*Records supplied*.
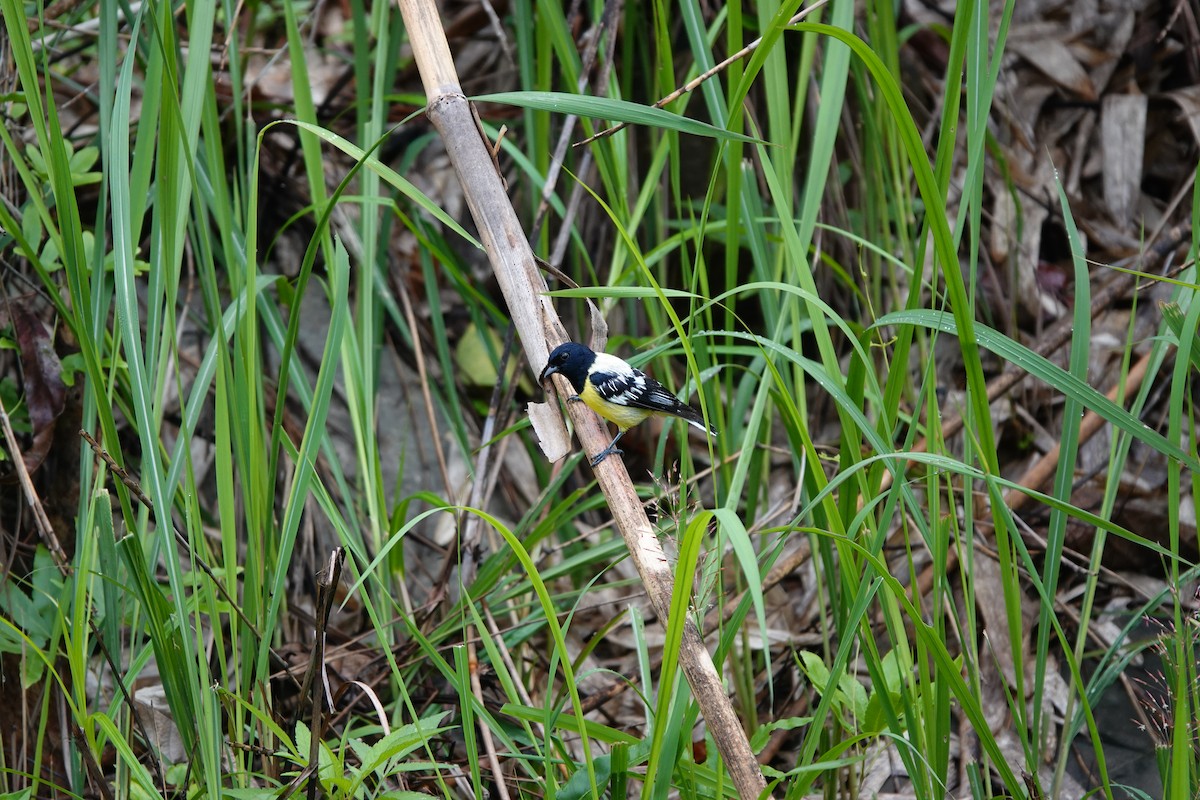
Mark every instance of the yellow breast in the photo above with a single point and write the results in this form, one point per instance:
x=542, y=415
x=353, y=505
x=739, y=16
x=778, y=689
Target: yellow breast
x=623, y=416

*Required task*.
Return every line of the rows above without any changes, and leave the pictures out.

*Full answer*.
Mark every instance of the yellow breast in the photo above with a single point and write the results in this form, one point per instance:
x=542, y=415
x=353, y=505
x=739, y=16
x=778, y=689
Target: yellow breast
x=623, y=416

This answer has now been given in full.